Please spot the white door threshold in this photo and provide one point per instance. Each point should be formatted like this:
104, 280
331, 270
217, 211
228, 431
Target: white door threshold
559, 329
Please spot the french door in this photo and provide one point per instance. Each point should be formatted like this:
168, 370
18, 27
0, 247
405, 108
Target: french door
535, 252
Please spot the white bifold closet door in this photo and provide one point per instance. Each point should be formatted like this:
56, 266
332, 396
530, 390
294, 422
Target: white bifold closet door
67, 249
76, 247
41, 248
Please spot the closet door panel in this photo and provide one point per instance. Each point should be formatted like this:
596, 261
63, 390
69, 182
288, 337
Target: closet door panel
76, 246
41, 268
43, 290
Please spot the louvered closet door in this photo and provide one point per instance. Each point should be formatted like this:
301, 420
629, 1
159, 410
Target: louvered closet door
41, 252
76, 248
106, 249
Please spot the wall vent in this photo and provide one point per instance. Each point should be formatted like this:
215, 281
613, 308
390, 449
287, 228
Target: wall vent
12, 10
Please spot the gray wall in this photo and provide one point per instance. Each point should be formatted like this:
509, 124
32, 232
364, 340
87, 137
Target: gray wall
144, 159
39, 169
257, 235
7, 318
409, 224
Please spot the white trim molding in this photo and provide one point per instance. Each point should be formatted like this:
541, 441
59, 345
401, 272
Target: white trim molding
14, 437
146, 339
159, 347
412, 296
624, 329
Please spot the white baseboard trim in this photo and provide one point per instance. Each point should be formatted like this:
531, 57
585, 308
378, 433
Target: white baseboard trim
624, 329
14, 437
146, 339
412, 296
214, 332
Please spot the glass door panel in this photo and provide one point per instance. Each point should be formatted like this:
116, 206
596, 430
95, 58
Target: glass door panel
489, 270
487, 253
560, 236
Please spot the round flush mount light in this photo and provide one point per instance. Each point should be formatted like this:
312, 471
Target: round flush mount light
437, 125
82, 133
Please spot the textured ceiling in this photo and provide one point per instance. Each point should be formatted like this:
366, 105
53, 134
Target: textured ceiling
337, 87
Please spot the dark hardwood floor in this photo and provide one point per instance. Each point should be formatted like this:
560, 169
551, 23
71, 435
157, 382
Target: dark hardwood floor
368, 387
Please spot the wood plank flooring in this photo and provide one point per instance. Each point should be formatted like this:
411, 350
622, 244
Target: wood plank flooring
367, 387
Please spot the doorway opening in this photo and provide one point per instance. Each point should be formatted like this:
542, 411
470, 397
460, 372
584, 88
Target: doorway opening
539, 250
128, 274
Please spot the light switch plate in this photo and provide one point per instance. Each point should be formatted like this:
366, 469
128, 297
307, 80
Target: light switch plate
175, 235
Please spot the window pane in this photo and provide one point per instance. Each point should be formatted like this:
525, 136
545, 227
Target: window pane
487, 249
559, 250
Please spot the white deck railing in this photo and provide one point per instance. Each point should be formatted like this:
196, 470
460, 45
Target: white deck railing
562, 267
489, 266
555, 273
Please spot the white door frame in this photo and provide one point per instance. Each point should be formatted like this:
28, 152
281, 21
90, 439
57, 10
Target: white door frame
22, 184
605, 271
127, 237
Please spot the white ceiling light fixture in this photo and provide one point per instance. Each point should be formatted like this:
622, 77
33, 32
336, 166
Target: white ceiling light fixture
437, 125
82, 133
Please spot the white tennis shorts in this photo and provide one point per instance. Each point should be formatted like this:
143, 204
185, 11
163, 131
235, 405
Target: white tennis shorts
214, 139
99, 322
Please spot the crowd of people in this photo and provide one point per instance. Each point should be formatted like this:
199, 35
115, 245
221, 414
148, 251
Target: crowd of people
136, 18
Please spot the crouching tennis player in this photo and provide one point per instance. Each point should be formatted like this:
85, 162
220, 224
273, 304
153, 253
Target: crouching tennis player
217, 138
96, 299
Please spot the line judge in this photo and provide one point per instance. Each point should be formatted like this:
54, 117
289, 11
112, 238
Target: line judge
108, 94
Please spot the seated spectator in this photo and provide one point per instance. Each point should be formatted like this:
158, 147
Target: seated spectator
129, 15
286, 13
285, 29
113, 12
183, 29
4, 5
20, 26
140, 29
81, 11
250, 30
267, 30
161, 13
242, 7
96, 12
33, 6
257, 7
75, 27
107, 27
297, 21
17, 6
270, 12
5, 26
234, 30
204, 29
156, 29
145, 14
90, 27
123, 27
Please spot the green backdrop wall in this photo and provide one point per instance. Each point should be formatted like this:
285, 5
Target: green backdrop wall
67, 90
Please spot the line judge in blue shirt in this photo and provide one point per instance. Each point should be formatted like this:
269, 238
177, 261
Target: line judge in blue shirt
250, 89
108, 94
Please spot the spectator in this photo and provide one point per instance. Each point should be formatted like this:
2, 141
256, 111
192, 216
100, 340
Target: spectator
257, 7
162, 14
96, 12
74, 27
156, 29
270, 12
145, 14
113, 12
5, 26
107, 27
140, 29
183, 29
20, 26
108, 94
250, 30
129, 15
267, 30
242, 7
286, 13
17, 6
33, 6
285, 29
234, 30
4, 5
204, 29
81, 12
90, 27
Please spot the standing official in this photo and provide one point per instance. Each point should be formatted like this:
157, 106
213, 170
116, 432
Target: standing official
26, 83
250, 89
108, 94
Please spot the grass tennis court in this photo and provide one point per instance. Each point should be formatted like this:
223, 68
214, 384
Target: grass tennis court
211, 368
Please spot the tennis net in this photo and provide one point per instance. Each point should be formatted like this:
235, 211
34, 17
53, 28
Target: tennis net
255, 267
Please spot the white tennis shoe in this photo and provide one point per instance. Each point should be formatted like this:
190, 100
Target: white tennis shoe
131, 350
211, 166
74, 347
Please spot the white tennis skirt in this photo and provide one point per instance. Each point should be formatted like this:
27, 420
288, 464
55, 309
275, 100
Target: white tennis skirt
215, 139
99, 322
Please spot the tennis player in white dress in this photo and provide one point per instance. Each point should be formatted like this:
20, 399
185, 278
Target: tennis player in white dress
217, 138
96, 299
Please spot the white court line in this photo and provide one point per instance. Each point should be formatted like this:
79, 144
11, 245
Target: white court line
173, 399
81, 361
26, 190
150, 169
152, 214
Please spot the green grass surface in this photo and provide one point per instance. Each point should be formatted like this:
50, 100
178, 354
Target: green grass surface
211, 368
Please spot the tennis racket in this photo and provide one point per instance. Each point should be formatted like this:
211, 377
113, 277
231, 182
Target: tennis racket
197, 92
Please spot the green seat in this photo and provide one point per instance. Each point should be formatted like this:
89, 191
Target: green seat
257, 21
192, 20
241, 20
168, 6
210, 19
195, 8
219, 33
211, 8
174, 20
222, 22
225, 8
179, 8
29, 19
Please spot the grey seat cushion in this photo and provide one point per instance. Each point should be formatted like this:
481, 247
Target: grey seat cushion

************

#### Directive
Rewrite all of the material above, swapping "Please spot" for "Please locate" everywhere it occurs and leaving every other word unchanged.

#### In response
Please locate the white door threshold in this photo and provide one point per instance. Each point should be formatted like this:
104, 280
331, 270
217, 211
228, 431
Target: white door threshold
559, 329
Please locate the french door in this photo and provide one point per instance. Each point should be formatted like this:
168, 370
18, 27
0, 247
405, 108
Target: french door
535, 252
Please locate the white bifold closet door in this photo and provide one point per instance. Each point should be formatted like this:
56, 266
332, 396
530, 390
294, 422
Target: white bifold closet door
67, 249
76, 247
41, 248
Please locate the closet door panel in this photo and provide one point per instance. Each point should be formatted like this:
596, 261
63, 390
69, 182
288, 337
Target: closet door panel
76, 246
41, 268
43, 290
Please locate the louvered closet door in this photo and provide one point per instance. Each point should be formatted like this:
301, 420
629, 1
159, 410
Target: louvered closet door
41, 252
76, 248
106, 249
Please locate the wall vent in this photo and provide one point per instance. Each point should be formatted like this:
215, 281
613, 308
390, 449
287, 228
Target: wall vent
12, 10
Please locate the gray wall in this photo and provide one point per instance. Each point should be formatted like this:
509, 124
32, 232
364, 340
87, 137
Target: gray wall
144, 159
39, 169
257, 235
7, 318
409, 224
Please locate the white trim molding in this photo and provide one point per instance. Each point should be formatted like this:
541, 441
59, 345
401, 272
Target: white trim molding
14, 437
146, 339
159, 347
412, 296
624, 329
Please locate the white baseboard trim in this photo and provide one point per instance. Each point should be formatted like this:
531, 57
585, 308
378, 433
Target: white baseboard trim
624, 329
14, 437
146, 339
412, 296
214, 332
Please locate the glass door panel in this photo and provide one point per instance. Each point should be formatted like this:
116, 206
596, 430
95, 58
Target: glass door panel
489, 270
487, 253
560, 236
Please locate the round flush mount light in this photo and provide one point per instance. Each point should be formatted like this:
312, 471
Target: round flush mount light
437, 125
82, 133
Please locate the textured ceiling in this photo and provide one point per instance. Each point should be formatted like this:
366, 105
53, 134
Target: textured ceiling
337, 87
Please locate the dark hardwood floor in this photo and provide one point per instance. Each point should be formatted like this:
560, 169
551, 23
71, 435
157, 382
Target: dark hardwood floor
368, 387
Please locate the wood plank flooring in this photo and provide one point per instance. Each point should be formatted like this:
411, 350
622, 244
Target: wood plank flooring
367, 387
Please locate the doorway opening in this photo and provide one point per instance. Each point should be formatted like this:
542, 411
470, 397
460, 372
584, 88
Target: doorway opening
539, 250
128, 274
Please locate the light switch plate in this photo and provide one point per instance. Each point should be formatted like this:
366, 469
128, 297
307, 80
Target: light switch plate
175, 235
Please locate the window pane in this photo and provide one point per instance. Each point should be formatted like this:
525, 136
545, 227
Target: window pane
487, 249
559, 250
Please locate the white deck railing in this photo and provide one point per instance. Each point should be formatted like this:
196, 470
460, 45
Target: white deck railing
562, 267
489, 266
555, 273
Please locate the white door frame in this photo and provide one point per instance. Each point should be formatted like this:
28, 152
281, 21
90, 439
57, 10
Target: white door frame
22, 184
605, 271
127, 237
Please locate the white ceiling light fixture in this photo and provide one point per instance. Each point should be formatted like this:
622, 77
33, 32
336, 166
Target: white ceiling light fixture
437, 125
82, 133
Please locate the white tennis shorts in this photo and provide one point per instance. Each point should be formatted like this:
143, 204
185, 11
163, 131
235, 405
Target: white tennis shorts
214, 139
99, 322
Please locate the crowd of people in this photo and provide one point per instance. Each point should be formatted like this:
199, 35
115, 245
221, 414
148, 251
Target: crowd of people
136, 18
Please locate the crouching tennis player in this photo and provide one point per instance. Each point should be formatted like this:
85, 162
220, 224
273, 304
153, 253
Target: crouching tennis player
217, 138
96, 299
Please locate the line judge in this photo and provide one point per instance. Each point should be formatted like this:
54, 117
289, 11
112, 238
Target: line judge
108, 94
Please locate the seated spectator in this photo and provide one point per instance. Each point should be formatted like this:
158, 147
Target: seated spectator
129, 15
286, 13
285, 29
113, 12
183, 29
4, 5
20, 26
140, 29
81, 11
250, 30
267, 30
161, 13
242, 7
96, 12
33, 6
257, 7
75, 27
107, 27
297, 21
17, 6
270, 12
5, 26
234, 30
204, 29
156, 29
145, 14
90, 27
123, 27
Please locate the green backdrop wall in this photo and provide one point per instance. Each point should be formatted like this:
285, 5
Target: green backdrop wall
67, 90
Please locate the line judge in blue shirt in this photo and provide one point per instance. Each point should be formatted like this:
269, 238
177, 261
Target: line judge in blue shirt
250, 89
108, 94
Please locate the spectator in this photo and provide one point per instance. Each point should be formatted like this:
2, 141
256, 111
192, 216
100, 340
Target: spectator
257, 7
162, 14
96, 12
74, 27
156, 29
270, 12
145, 14
113, 12
5, 26
107, 27
140, 29
183, 29
20, 26
108, 94
250, 30
129, 15
267, 30
242, 7
286, 13
17, 6
33, 6
285, 29
234, 30
4, 5
204, 29
81, 12
90, 27
Please locate the standing official in this photo and provide one point per instance. Each point should be formatted like this:
157, 106
213, 170
116, 432
Target: standing official
26, 83
250, 89
108, 94
Please locate the grass tennis court in this photo and provide one point per instance. Each point should be formatted like this:
223, 68
214, 384
Target: grass tennis court
211, 368
Please locate the tennis net in this photo and provide one point per instance. Each point should be formatted like this:
235, 211
34, 17
53, 28
Target: tennis net
255, 267
Please locate the white tennis shoe in this photo and provide one point per instance. Each point should be formatted like this:
190, 100
Target: white tennis shoe
131, 350
211, 166
74, 347
Please locate the white tennis skirt in this photo and provide one point per instance. Each point should be formatted like this:
27, 420
288, 464
55, 309
275, 100
Target: white tennis skirt
215, 139
99, 322
Please locate the tennis player in white dress in this photo and provide one point per instance. Each point should be formatted like this:
20, 399
185, 278
Target: tennis player in white dress
217, 138
96, 299
Please locate the white court line in this photo and provide one point per instance. Each point should be formatted like this:
79, 144
11, 245
Target: white court line
173, 399
81, 361
26, 190
150, 169
152, 214
Please locate the green grass surface in this photo and provide one point per instance. Each point should be formatted like this:
50, 100
178, 354
Target: green grass surface
211, 368
Please locate the tennis racket in this photo and provide one point per instance. Each point should be formatted like this:
211, 377
113, 277
231, 182
Target: tennis racket
197, 92
Please locate the green seat in this photo and provide one point per instance. Each point should be formatted like this:
89, 191
Target: green seat
257, 21
192, 20
241, 20
168, 6
210, 19
195, 8
219, 33
211, 8
174, 20
222, 22
225, 8
179, 8
29, 19
Please locate the grey seat cushion in this photo and provide one point per instance. Each point should be formatted like this:
481, 247
Target: grey seat cushion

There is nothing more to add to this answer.